What also jumped out at me, however, was that neither of the chief’s two explanations in the e-mail was compelling. He noted that some press reports said there had been no protest—but that was not convincing because there were also press reports saying just the opposite. And he explained that his officers in Benghazi, when they reached the TMF that night, had not seen a protest. That was also not compelling because his officers had arrived at the TMF almost an hour after the attack started, and a protest, if there had been one, could easily have dissipated by then. Finally, I was struck by the fact that on the previous day the chief’s own station had sent in a report from a CIA source saying there had been a protest at the TMF. Given all of this, I immediately requested that the chief send a more detailed note, with “supporting evidence and logic” for his view.

### DATASET EXCERPT:
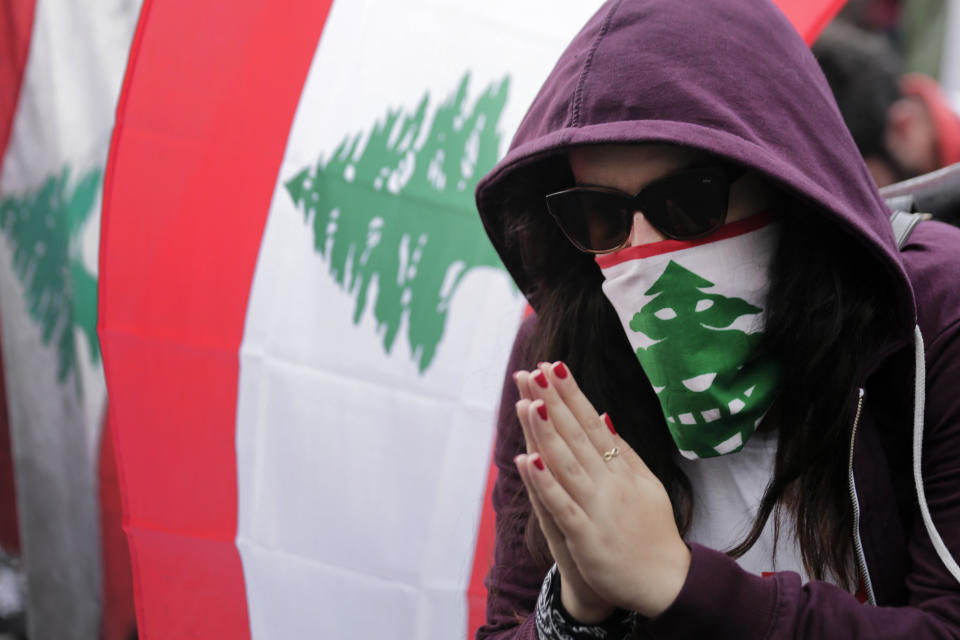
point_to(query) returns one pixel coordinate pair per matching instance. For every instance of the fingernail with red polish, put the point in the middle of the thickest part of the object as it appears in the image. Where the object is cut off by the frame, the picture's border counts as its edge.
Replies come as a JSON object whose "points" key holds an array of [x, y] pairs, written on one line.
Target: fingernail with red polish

### WHAT YOU SHOULD DO:
In the passage about the chief's e-mail, how long after the attack began did his officers reach the TMF? The lines are separate material, unrelated to the text.

### RESULT OF THE EXERCISE:
Almost an hour after the attack started.